__PROMPT__: Each line in the records below, from the one that contains "Each instance of the chrome" to the one that contains "Each instance of the kitchen drawer", should be reproduced exactly, the first and last included.

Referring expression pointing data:
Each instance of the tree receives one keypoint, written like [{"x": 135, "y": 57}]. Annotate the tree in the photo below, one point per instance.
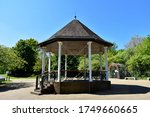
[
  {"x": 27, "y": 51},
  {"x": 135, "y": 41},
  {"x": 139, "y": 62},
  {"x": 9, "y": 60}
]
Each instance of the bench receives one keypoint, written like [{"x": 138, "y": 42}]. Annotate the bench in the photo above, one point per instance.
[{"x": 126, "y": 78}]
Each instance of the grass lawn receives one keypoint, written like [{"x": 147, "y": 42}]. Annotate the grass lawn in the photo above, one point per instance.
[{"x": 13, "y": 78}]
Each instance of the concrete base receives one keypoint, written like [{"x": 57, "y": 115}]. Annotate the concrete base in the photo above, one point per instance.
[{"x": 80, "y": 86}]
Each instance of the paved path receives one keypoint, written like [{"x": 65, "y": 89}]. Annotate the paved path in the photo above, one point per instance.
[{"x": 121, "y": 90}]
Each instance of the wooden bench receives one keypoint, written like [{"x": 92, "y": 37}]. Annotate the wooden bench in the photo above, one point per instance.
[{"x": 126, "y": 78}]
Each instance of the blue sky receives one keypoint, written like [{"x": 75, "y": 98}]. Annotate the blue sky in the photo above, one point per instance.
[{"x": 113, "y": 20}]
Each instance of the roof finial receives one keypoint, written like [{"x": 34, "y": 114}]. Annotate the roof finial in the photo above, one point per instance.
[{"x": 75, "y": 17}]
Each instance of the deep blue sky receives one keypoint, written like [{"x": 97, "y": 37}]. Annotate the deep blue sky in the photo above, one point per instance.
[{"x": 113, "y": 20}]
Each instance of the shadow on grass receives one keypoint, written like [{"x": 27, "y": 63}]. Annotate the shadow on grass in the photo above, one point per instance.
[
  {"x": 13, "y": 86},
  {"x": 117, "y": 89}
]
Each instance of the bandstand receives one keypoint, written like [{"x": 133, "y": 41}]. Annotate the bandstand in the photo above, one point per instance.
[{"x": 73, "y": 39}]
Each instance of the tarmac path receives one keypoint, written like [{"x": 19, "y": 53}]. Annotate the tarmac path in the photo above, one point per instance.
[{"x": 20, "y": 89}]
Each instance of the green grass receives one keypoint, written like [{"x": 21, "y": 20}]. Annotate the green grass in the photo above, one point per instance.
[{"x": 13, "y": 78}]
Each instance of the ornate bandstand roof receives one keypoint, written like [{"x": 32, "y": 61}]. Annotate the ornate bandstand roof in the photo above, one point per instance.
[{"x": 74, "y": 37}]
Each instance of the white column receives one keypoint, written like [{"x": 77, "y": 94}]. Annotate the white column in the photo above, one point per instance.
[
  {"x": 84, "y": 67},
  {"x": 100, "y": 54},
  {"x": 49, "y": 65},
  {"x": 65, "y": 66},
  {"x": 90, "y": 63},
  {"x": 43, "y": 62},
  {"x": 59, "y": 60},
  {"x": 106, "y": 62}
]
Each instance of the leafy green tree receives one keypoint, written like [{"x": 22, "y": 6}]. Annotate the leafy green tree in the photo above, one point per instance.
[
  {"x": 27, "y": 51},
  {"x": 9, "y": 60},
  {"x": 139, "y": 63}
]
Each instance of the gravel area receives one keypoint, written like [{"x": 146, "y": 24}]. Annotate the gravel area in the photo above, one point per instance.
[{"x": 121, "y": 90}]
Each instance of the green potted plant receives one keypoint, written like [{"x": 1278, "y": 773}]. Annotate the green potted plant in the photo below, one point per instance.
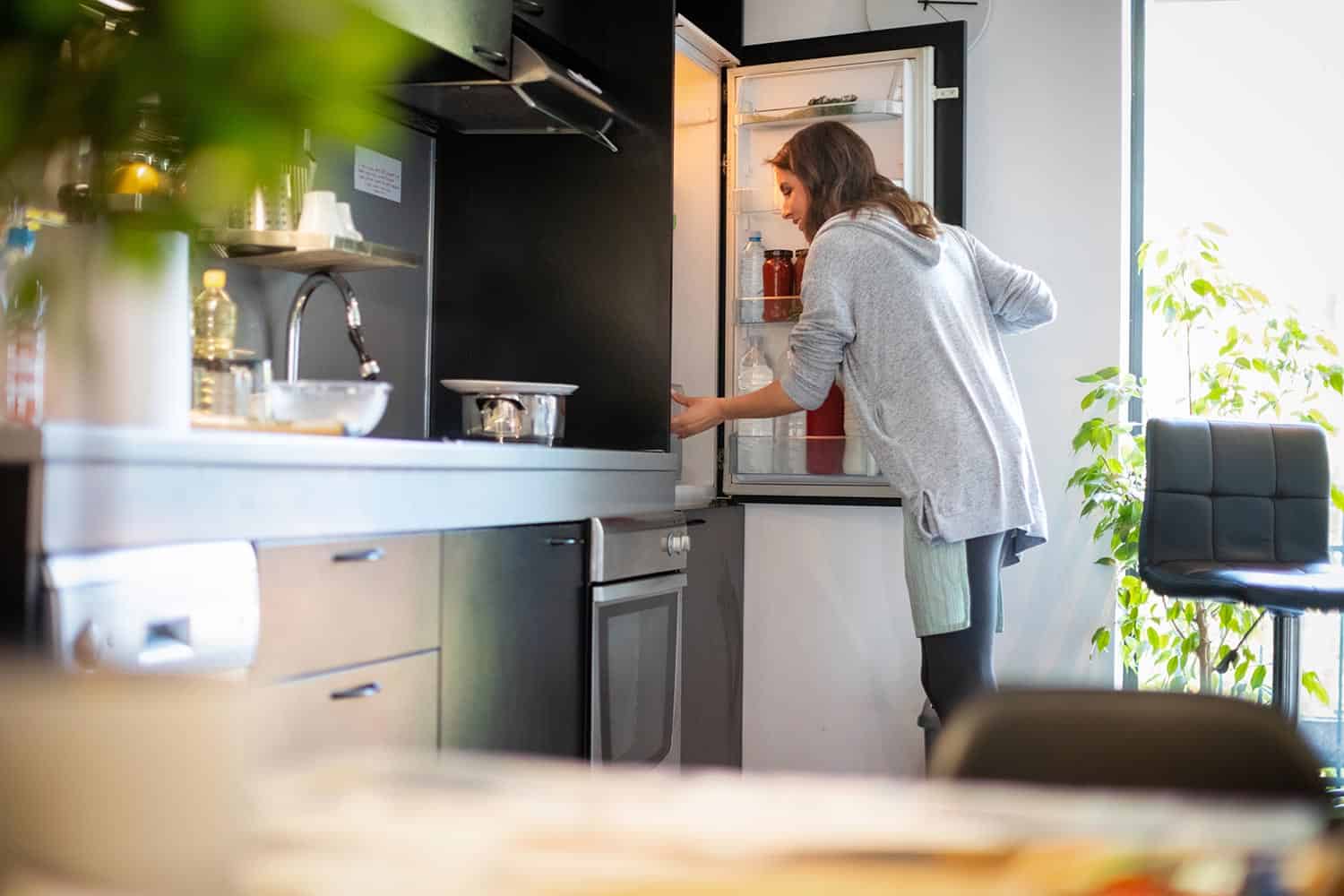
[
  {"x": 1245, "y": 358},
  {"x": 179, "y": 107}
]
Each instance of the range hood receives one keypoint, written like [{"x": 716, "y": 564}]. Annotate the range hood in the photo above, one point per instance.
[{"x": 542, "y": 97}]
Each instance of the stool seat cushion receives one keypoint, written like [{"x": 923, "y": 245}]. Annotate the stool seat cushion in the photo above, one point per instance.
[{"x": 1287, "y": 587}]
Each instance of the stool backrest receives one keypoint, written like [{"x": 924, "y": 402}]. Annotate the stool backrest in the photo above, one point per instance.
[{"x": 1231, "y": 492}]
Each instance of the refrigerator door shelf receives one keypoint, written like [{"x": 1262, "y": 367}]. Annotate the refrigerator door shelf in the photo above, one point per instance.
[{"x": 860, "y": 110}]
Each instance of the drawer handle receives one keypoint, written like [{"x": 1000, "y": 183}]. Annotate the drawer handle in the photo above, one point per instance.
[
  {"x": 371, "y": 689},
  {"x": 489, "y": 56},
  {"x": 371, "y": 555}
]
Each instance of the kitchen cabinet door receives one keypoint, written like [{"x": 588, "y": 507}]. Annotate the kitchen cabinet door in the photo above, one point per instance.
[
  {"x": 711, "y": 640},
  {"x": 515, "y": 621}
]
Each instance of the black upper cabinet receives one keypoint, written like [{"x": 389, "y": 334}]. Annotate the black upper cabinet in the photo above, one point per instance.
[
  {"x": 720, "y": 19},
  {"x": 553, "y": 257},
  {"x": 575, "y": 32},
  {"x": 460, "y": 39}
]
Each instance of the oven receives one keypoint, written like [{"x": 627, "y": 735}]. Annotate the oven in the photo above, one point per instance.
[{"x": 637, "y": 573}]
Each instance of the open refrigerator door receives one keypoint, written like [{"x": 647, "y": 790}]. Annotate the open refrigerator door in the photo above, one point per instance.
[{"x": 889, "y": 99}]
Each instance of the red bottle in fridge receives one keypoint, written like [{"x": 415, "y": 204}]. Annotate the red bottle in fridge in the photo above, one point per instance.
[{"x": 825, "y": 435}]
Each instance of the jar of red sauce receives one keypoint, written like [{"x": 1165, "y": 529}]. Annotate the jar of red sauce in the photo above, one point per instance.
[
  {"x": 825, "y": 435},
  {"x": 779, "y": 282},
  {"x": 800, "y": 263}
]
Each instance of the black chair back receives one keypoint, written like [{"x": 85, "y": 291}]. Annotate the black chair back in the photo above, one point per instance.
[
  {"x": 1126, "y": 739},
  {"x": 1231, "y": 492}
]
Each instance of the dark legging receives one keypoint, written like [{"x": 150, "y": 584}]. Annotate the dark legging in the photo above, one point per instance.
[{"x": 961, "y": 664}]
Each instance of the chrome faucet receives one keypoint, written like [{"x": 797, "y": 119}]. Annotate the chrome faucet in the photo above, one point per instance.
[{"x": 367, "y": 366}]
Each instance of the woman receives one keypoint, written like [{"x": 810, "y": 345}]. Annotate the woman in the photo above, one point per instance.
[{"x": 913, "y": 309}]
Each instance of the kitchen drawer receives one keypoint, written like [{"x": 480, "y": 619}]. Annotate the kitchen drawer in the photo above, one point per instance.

---

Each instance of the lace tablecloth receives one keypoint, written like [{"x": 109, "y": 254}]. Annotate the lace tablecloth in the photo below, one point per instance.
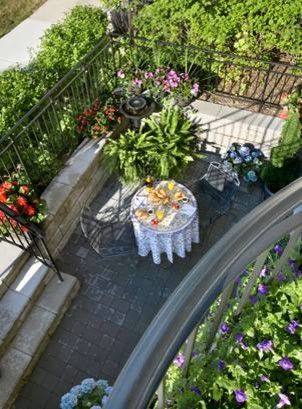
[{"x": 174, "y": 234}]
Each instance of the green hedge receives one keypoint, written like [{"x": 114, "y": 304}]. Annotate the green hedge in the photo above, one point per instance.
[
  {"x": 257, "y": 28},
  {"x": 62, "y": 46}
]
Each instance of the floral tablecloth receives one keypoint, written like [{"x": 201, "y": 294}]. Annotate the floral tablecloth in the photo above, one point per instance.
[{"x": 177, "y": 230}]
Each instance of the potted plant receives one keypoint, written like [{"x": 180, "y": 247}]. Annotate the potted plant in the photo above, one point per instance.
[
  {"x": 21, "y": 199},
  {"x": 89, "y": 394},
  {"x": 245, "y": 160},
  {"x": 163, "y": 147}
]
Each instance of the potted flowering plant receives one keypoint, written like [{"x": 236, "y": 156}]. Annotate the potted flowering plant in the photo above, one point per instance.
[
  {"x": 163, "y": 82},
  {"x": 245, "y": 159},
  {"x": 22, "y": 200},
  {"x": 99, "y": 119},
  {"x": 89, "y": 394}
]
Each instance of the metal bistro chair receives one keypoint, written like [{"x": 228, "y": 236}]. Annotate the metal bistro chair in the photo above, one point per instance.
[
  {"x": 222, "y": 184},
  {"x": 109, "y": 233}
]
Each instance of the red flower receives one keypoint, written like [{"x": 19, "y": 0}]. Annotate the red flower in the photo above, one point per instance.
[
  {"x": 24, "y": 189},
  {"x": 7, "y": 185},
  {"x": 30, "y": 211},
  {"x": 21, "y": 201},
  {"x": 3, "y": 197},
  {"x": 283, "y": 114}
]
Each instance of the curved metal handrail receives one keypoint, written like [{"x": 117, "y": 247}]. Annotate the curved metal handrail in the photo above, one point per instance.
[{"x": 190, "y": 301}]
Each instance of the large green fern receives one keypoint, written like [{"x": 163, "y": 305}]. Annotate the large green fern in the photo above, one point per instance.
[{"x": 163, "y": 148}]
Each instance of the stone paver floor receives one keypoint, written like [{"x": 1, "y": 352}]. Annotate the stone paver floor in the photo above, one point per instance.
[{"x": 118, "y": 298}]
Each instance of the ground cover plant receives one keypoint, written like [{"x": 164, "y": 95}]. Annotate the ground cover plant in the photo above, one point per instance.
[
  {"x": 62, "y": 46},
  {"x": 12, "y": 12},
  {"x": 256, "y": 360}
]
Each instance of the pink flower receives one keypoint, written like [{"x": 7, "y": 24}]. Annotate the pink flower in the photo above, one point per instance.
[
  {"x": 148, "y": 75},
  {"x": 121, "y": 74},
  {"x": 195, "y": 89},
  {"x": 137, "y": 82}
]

==

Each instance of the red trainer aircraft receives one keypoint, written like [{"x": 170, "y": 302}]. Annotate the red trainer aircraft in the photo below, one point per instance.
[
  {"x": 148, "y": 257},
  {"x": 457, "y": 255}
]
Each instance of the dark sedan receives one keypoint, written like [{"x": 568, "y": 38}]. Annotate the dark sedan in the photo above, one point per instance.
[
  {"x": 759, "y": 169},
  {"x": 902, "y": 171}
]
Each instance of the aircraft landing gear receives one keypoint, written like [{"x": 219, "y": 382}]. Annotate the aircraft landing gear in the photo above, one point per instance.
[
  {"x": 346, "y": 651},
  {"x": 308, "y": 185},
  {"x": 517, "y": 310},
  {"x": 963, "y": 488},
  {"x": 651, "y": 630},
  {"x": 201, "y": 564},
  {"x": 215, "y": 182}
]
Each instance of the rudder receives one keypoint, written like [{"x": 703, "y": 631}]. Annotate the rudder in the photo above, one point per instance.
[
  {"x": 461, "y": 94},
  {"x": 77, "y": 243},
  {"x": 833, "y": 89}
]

__REPLY TO THE TASK__:
Each instance of the chrome faucet receives one keypoint, written like [{"x": 797, "y": 119}]. Annotate the chrome faucet in the photo above, one point per instance.
[{"x": 367, "y": 366}]
Each instance of the woman receives one keypoint, written like [{"x": 810, "y": 345}]. Annotate the woman in the photo above, one point per instance.
[{"x": 913, "y": 309}]
Each instance of the kitchen drawer receives one keypoint, written like [{"x": 480, "y": 619}]. Annotate the kitchen drawer in the photo above, one point per instance.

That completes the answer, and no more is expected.